#### SHORT EXERCISE:
Rewrite all of the entries below, changing "farthest from its outline" to "most distant from its edge" wherever it appears and leaving everything else unchanged. Omit the pictures from your answer.

#### INFORMATION SHOWN:

* begin *

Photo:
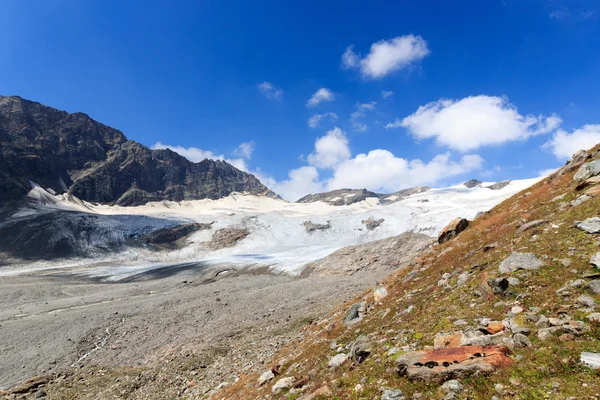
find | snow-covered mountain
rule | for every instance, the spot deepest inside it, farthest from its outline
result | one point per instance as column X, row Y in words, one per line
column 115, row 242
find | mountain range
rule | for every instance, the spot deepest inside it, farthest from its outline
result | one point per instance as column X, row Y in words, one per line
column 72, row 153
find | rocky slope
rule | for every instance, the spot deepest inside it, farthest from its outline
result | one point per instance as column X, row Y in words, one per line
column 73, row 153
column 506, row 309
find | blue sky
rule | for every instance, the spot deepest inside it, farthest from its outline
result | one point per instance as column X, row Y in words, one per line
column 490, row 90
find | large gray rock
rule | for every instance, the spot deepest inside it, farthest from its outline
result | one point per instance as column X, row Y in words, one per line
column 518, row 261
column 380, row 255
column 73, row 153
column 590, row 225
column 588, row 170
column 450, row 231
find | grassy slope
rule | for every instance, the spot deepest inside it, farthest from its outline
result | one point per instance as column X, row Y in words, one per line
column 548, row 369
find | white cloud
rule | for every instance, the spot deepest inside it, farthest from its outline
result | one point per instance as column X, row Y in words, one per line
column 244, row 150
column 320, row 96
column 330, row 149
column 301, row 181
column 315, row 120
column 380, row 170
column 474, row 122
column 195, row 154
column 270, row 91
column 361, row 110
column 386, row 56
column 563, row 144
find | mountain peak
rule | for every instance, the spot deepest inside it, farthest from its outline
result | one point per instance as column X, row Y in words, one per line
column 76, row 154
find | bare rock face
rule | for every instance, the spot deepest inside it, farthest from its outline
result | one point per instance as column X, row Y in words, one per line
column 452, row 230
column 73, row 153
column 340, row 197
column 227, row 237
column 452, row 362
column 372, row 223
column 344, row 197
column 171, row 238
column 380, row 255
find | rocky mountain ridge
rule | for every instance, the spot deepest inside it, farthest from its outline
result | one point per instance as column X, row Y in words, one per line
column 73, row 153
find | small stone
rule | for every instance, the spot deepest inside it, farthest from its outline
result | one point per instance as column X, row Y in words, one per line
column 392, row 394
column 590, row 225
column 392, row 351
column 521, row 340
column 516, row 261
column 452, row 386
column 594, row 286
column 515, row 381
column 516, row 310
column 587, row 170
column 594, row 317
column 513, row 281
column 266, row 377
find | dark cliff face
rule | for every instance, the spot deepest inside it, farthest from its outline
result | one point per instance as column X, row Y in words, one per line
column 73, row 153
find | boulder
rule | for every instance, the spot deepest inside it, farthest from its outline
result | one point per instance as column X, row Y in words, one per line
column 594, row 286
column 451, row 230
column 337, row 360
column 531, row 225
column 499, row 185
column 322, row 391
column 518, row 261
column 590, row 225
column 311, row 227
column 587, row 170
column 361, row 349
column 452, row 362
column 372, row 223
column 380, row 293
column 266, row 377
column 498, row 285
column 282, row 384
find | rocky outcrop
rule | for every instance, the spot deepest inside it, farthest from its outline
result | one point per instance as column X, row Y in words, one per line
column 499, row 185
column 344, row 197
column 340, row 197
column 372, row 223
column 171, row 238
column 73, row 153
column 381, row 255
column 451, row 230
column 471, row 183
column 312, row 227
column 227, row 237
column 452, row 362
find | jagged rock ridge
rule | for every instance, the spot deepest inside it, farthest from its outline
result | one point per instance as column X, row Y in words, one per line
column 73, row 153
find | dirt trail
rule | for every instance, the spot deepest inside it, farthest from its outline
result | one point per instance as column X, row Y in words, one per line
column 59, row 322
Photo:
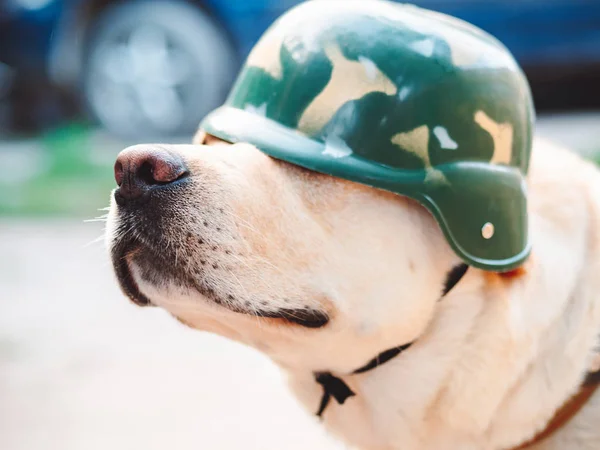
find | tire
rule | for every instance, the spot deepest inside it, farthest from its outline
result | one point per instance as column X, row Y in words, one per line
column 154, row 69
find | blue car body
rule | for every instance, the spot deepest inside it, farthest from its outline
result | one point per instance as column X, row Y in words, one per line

* end *

#### RESULT OF THE TASK:
Photo:
find | snow-covered mountain
rule | for every instance, the spot deepest inside it, most distant from its edge
result | one point per instance as column X, row Y in words, one per line
column 115, row 242
find | mountain range
rule | for every instance, the spot deepest inside it, most distant from its edge
result | one point per instance as column X, row Y in words, one per line
column 72, row 153
find | rocky slope
rule | for every instance, the spot deepest inside it, most distant from its edge
result | one point per instance as column X, row Y in words, one per line
column 73, row 153
column 506, row 309
find | blue sky
rule | for every instance, the spot deepest inside it, most distant from its edge
result | one point per instance as column X, row Y in words, one per line
column 490, row 90
find | large gray rock
rule | for every instance, the spot deepest inside it, most distant from its edge
result | one point per instance as column X, row Y in words, one per line
column 518, row 261
column 380, row 255
column 73, row 153
column 590, row 225
column 588, row 170
column 450, row 231
find | grassy slope
rule | for every instance, the spot deepest inside it, most distant from its edge
result | one point per instance as column X, row Y in words, one per line
column 548, row 369
find | white cloud
rule | for every instance, the spot deepest inside it, most distant from its edge
result | one point per instance as column X, row Y in words, one per line
column 244, row 150
column 320, row 96
column 330, row 149
column 301, row 181
column 315, row 120
column 380, row 170
column 474, row 122
column 195, row 154
column 270, row 91
column 361, row 110
column 386, row 56
column 563, row 144
find | mountain peak
rule | for every instance, the spot deepest inside it, most distant from its edge
result | one point per instance as column X, row Y in words, one per line
column 76, row 154
find | bare rock face
rule | for every instance, the spot deepest inside it, most distant from its edge
result | one point per instance as column X, row Y in words, one per line
column 452, row 230
column 73, row 153
column 340, row 197
column 227, row 237
column 452, row 362
column 372, row 223
column 344, row 197
column 171, row 238
column 380, row 255
find | rocky mountain ridge
rule | for every instance, the spot deepest inside it, most distant from its edge
result | one point per instance as column X, row Y in words, one per line
column 73, row 153
find | small stone
rule | for every instance, the spot deepest inside it, most distant from its edge
result | one point per instance as column X, row Y in words, one per line
column 392, row 394
column 590, row 225
column 392, row 351
column 521, row 340
column 516, row 261
column 452, row 386
column 594, row 286
column 515, row 381
column 516, row 310
column 587, row 170
column 594, row 317
column 513, row 281
column 266, row 377
find | dark cliff face
rule | for every instance, the spot deepest inside it, most distant from its edge
result | one point per instance as column X, row Y in words, one per line
column 73, row 153
find | boulder
rule | for every instance, the spot deepest inside it, most distant from its edge
result | one point per instance as column X, row Y in words, one per line
column 594, row 286
column 451, row 230
column 337, row 360
column 531, row 225
column 499, row 185
column 322, row 391
column 518, row 261
column 590, row 225
column 311, row 227
column 587, row 170
column 361, row 349
column 452, row 362
column 372, row 223
column 380, row 293
column 266, row 377
column 498, row 285
column 282, row 384
find | rocky outcrop
rule | for every instance, the spot deepest inside it, most distant from its edge
result | one point per instance as column X, row Y in words, one per line
column 499, row 185
column 344, row 197
column 340, row 197
column 372, row 223
column 171, row 238
column 73, row 153
column 381, row 255
column 451, row 230
column 471, row 183
column 312, row 227
column 227, row 237
column 452, row 362
find | jagged rock ridge
rule | for every instance, the spot deepest inside it, most distant from its edge
result | one point per instance as column X, row Y in words, one per line
column 73, row 153
find | dirt trail
rule | for every instance, the spot deepest inside it, most distant from its edge
result | one point per instance as column X, row Y in words, one per line
column 59, row 322
Photo:
find | tire
rule | for every instance, the spot deepest inside it, most distant from its edge
result | one point per instance as column X, row Y in words, one per line
column 154, row 69
find | blue car body
rule | for every instance, the spot deepest inside it, most distant from its edge
result | one point per instance as column X, row Y in words, one per line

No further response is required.